-- Begin MATERIAL FOR THIS EXERCISE --

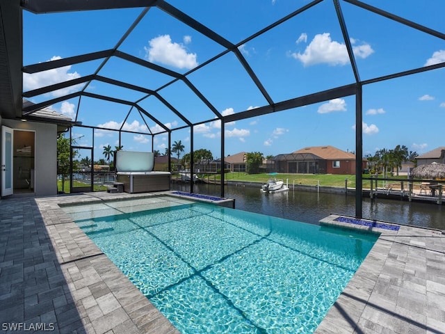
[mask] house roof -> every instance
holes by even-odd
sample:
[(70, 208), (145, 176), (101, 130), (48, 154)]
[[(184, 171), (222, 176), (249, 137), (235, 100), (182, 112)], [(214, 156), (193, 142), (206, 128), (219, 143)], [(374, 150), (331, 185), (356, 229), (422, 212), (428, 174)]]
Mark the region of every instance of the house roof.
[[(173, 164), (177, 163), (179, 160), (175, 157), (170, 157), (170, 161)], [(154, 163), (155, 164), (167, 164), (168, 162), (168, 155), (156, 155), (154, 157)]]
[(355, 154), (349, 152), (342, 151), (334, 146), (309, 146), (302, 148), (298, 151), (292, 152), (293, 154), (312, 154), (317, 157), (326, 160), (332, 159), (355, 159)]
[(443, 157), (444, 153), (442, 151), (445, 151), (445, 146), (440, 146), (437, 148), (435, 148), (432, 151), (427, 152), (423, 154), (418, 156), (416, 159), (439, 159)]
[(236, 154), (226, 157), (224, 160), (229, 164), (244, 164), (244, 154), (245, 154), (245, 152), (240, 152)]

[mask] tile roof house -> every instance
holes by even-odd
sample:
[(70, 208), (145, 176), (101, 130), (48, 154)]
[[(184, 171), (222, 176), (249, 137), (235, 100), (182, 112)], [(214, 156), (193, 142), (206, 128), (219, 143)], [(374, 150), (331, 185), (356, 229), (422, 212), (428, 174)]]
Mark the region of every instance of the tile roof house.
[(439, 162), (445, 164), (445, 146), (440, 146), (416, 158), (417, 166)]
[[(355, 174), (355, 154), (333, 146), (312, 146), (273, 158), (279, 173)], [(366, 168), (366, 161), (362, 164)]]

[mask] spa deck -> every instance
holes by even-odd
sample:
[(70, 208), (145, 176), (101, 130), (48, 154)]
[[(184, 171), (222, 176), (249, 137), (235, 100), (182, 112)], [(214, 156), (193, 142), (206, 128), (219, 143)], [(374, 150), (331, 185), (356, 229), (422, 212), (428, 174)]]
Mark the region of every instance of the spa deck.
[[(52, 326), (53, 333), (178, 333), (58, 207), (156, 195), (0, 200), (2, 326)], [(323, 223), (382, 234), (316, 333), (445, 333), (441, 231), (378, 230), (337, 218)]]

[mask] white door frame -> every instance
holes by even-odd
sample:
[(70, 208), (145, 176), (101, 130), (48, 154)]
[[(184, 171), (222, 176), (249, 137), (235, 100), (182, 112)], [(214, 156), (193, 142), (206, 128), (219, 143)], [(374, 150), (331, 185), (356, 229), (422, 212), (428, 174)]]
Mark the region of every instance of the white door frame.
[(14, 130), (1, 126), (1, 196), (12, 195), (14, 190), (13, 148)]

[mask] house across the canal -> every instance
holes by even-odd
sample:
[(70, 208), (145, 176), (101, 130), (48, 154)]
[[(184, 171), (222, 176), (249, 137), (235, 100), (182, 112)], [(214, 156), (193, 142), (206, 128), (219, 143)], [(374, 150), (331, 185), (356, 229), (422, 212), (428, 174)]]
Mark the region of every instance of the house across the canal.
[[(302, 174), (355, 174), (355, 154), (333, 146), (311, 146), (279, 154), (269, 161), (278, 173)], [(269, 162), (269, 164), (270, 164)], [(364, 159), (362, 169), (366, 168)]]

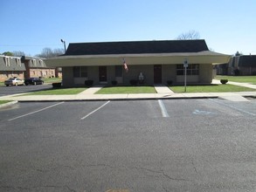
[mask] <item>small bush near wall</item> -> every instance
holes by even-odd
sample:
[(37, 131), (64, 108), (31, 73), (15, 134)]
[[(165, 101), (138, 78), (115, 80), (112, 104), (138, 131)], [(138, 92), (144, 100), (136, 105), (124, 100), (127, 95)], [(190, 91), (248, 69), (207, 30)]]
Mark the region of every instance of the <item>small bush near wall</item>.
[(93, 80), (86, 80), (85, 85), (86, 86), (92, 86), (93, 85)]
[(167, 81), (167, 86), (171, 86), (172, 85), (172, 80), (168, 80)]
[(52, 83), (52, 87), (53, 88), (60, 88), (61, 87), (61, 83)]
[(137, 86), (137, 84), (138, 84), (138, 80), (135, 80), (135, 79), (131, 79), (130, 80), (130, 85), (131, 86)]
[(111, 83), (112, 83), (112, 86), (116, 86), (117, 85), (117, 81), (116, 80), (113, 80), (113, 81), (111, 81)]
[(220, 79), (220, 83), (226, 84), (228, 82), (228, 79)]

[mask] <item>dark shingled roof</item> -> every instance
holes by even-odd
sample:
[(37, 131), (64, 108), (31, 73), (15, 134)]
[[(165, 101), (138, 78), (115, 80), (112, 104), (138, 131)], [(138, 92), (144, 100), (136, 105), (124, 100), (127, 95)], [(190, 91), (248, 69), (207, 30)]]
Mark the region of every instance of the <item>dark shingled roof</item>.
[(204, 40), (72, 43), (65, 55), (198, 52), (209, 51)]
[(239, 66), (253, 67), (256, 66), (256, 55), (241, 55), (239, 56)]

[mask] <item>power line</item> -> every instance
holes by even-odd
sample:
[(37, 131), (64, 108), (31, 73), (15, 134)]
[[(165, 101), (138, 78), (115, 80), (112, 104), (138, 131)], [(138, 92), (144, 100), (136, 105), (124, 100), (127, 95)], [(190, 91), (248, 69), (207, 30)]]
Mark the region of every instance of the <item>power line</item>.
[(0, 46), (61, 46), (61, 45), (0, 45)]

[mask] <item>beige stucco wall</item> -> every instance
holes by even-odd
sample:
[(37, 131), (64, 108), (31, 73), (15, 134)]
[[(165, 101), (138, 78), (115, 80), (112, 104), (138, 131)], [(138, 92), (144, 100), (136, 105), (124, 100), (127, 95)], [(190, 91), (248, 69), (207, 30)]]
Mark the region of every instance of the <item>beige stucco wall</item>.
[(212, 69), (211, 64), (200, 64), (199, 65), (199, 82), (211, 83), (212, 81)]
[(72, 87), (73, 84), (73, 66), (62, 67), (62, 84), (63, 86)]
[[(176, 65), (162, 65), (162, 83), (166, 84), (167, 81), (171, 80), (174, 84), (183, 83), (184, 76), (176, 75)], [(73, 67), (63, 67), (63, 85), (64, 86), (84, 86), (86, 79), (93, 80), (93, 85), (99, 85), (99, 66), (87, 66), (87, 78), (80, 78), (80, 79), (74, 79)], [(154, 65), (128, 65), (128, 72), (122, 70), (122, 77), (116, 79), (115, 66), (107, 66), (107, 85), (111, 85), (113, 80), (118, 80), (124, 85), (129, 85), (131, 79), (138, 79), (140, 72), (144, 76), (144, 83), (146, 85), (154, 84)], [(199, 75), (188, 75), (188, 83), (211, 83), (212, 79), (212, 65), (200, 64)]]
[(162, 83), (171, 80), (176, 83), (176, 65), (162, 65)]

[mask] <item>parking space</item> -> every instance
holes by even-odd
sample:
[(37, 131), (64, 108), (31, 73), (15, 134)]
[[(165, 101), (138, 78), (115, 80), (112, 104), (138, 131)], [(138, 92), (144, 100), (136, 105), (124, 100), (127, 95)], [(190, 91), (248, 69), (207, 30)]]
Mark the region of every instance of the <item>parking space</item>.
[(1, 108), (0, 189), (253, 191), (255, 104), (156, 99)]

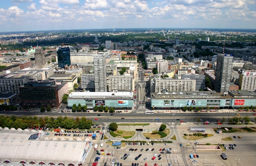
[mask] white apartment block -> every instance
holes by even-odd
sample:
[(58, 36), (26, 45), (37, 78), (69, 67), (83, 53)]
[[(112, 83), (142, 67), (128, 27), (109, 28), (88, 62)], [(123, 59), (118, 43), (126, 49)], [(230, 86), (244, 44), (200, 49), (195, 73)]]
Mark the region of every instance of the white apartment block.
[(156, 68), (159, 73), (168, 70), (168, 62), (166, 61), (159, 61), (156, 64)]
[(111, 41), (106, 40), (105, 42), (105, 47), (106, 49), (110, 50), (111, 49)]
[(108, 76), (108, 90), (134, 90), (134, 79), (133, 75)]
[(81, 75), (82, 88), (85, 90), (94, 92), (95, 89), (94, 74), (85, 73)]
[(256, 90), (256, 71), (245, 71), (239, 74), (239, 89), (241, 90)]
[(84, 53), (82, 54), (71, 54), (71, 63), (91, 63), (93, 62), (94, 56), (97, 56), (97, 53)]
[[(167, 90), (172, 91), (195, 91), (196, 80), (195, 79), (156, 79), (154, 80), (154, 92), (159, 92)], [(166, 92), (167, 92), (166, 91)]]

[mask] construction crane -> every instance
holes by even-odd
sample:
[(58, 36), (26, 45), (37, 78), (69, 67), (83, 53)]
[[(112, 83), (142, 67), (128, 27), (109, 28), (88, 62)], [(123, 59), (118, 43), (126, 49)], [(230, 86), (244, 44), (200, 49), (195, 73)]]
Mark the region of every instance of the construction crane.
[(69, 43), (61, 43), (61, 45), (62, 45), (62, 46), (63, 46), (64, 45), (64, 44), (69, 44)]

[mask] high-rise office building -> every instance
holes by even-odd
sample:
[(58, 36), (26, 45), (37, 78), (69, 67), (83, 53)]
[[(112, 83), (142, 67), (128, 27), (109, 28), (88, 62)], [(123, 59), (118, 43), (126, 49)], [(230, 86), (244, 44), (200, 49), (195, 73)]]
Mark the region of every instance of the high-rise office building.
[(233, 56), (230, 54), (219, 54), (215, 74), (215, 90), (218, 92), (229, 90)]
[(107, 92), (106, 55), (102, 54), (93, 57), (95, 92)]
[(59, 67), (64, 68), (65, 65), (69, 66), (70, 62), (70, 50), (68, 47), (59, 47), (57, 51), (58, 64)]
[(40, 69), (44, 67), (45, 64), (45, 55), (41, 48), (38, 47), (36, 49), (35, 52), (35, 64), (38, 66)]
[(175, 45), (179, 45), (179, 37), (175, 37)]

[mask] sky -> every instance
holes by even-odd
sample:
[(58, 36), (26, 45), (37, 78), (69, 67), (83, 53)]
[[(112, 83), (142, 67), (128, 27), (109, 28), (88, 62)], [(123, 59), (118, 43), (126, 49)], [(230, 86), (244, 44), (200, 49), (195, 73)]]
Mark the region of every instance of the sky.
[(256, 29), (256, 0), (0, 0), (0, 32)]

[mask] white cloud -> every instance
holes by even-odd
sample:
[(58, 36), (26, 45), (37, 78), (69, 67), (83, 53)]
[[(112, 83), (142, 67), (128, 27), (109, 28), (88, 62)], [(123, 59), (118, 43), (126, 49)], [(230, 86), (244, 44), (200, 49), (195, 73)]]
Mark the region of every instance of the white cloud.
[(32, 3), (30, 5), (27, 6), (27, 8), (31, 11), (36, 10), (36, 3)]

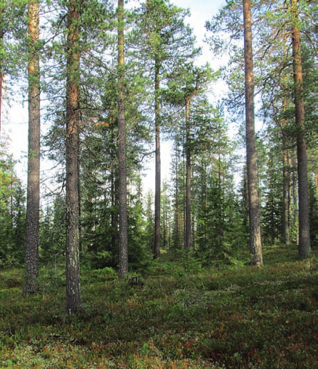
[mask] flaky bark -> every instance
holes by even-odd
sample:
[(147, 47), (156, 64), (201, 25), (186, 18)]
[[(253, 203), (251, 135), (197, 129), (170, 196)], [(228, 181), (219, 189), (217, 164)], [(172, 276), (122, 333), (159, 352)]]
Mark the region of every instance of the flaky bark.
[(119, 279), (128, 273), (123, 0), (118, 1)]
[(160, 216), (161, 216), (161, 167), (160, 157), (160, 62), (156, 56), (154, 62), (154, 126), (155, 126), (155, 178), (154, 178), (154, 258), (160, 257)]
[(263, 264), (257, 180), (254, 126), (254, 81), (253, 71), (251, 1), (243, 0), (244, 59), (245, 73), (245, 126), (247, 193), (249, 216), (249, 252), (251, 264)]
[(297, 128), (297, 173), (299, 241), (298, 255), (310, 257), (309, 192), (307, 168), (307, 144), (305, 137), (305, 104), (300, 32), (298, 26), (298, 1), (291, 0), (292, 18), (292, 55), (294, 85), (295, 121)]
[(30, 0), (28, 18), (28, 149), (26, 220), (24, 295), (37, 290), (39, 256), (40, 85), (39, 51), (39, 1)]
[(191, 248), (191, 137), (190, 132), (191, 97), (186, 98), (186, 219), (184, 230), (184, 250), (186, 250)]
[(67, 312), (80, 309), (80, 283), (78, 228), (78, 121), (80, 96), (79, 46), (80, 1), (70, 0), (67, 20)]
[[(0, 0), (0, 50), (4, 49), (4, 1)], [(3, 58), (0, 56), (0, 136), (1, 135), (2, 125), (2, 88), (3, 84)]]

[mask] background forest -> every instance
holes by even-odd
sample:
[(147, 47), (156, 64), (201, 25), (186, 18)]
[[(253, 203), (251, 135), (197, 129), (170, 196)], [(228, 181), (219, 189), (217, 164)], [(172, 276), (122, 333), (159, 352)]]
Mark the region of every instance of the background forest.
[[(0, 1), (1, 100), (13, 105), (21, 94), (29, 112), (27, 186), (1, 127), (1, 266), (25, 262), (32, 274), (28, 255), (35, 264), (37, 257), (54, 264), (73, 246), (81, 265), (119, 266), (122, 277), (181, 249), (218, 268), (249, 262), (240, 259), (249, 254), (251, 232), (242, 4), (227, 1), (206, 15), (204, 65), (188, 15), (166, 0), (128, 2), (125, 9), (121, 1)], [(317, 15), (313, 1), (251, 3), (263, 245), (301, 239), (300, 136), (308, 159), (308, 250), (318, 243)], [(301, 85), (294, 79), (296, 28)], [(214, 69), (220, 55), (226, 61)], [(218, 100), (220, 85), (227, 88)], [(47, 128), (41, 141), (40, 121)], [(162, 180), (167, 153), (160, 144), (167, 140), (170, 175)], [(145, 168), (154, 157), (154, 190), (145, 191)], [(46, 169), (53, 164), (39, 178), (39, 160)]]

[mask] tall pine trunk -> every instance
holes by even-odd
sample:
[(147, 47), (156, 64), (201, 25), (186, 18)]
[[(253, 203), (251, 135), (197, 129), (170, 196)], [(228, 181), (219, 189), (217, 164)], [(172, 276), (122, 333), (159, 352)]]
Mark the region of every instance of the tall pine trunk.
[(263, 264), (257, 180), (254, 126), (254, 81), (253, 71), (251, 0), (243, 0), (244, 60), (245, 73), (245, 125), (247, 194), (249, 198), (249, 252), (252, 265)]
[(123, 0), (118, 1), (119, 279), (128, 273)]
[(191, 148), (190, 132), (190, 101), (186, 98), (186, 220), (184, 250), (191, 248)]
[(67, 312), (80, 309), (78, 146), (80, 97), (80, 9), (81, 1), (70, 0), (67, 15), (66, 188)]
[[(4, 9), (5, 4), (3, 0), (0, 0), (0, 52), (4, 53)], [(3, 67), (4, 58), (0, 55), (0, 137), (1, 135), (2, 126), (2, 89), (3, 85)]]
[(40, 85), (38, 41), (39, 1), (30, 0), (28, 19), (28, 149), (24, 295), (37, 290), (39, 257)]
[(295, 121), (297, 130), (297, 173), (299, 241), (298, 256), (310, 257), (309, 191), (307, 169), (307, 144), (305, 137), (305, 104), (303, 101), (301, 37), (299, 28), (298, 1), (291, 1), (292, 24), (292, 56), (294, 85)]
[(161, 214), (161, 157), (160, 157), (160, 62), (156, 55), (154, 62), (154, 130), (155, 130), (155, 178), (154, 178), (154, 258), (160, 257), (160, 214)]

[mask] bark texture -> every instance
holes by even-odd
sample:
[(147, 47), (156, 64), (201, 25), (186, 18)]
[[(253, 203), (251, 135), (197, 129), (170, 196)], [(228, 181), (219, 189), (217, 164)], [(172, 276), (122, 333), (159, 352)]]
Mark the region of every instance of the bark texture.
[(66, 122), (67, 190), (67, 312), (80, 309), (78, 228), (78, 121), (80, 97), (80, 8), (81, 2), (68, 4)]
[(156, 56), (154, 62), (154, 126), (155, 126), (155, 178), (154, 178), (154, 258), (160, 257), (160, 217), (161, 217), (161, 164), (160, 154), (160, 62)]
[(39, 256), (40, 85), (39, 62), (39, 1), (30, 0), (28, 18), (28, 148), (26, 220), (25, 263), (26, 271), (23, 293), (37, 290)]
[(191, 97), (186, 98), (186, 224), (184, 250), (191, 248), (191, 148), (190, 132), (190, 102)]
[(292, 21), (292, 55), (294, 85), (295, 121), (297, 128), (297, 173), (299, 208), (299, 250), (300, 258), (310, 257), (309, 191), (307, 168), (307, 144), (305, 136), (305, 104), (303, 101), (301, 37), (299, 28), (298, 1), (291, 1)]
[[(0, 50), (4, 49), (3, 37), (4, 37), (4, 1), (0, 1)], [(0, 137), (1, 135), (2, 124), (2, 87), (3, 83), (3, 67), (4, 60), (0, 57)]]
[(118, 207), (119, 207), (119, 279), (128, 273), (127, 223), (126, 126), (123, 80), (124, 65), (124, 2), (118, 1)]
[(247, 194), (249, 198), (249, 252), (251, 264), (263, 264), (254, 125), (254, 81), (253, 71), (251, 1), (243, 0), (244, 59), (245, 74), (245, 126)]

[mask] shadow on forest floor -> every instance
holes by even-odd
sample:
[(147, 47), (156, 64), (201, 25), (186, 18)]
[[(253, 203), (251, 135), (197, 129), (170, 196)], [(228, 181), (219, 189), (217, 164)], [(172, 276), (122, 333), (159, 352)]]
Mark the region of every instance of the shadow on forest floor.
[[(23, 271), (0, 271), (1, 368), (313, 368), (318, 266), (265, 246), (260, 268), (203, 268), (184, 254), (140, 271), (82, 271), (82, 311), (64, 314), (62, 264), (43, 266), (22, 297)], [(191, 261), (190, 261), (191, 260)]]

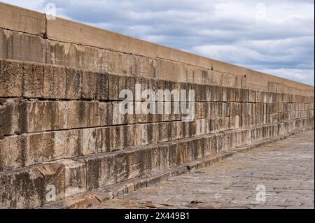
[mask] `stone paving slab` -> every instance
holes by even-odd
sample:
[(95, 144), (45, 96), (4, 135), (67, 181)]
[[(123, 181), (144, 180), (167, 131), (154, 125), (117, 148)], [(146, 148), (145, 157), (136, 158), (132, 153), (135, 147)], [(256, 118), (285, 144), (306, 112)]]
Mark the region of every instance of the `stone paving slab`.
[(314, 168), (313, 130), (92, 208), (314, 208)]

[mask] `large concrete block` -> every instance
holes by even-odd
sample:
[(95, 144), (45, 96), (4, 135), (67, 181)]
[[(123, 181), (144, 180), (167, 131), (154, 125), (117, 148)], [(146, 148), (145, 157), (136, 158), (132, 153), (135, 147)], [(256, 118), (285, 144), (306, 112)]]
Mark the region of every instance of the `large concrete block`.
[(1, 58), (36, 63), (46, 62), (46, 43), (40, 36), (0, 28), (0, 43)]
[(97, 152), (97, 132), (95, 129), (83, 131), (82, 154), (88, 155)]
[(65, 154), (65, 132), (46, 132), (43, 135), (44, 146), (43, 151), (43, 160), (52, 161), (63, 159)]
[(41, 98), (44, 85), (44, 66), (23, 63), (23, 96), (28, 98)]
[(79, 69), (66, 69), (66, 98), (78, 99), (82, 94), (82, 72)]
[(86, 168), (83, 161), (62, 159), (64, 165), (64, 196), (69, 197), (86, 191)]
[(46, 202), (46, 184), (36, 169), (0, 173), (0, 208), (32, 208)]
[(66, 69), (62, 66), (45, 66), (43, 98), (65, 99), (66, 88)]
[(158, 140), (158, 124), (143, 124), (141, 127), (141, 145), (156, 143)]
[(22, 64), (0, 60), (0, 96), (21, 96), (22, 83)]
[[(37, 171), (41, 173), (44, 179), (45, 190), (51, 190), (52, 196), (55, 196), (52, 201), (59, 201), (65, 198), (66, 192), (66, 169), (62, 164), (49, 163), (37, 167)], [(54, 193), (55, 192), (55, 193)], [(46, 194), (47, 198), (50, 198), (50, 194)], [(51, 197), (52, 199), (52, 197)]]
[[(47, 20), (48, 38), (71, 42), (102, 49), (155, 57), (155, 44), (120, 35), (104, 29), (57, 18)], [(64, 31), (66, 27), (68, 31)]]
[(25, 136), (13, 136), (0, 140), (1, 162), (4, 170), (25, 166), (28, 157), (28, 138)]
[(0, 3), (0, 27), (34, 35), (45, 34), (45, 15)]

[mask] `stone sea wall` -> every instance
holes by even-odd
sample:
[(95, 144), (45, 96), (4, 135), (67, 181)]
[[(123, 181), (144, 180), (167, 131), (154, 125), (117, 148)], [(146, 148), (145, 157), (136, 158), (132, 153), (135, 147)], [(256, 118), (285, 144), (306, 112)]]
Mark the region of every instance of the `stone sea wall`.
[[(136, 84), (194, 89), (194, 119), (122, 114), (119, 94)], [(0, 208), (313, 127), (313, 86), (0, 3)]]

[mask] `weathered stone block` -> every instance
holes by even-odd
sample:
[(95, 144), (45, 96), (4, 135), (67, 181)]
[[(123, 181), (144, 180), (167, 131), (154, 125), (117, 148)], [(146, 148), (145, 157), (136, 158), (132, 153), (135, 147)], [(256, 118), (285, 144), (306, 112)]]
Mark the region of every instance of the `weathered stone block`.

-- End MATERIAL FOR THIS EXERCISE --

§ **DIRECTIVE**: Reproduce the listing verbatim, from the line containing "[mask] bark texture -> every instance" through the line containing "74), (245, 126)]", including both of those lines.

§ **THE OUTPUT**:
[mask] bark texture -> every instance
holes by even-odd
sample:
[(147, 47), (156, 64), (201, 25), (186, 18)]
[[(253, 203), (251, 135), (197, 129), (170, 196)], [(228, 181), (219, 189), (217, 164)], [(172, 276), (122, 333), (159, 352)]]
Mark the region of every instance of the bark texture.
[(66, 122), (67, 190), (67, 312), (80, 309), (78, 228), (78, 121), (80, 97), (80, 8), (81, 2), (68, 4)]
[(156, 56), (154, 62), (154, 126), (155, 126), (155, 178), (154, 178), (154, 258), (160, 257), (160, 217), (161, 217), (161, 164), (160, 154), (160, 62)]
[(39, 256), (40, 85), (39, 62), (39, 1), (30, 0), (28, 18), (28, 148), (26, 220), (25, 263), (26, 271), (23, 293), (37, 290)]
[(191, 97), (186, 98), (186, 224), (184, 250), (191, 248), (191, 148), (190, 132), (190, 102)]
[(292, 21), (292, 55), (294, 85), (295, 121), (297, 128), (297, 173), (299, 208), (299, 250), (300, 258), (310, 257), (309, 191), (307, 168), (307, 144), (305, 136), (305, 104), (303, 101), (301, 37), (299, 28), (298, 1), (291, 1)]
[[(0, 50), (4, 49), (3, 37), (4, 37), (4, 1), (0, 1)], [(0, 137), (1, 135), (2, 124), (2, 87), (3, 83), (3, 67), (4, 60), (0, 57)]]
[(118, 207), (119, 207), (119, 279), (128, 273), (127, 223), (126, 126), (123, 80), (124, 65), (124, 2), (118, 1)]
[(247, 194), (249, 198), (249, 252), (251, 264), (263, 264), (254, 125), (254, 81), (253, 71), (251, 1), (243, 0), (244, 59), (245, 74), (245, 126)]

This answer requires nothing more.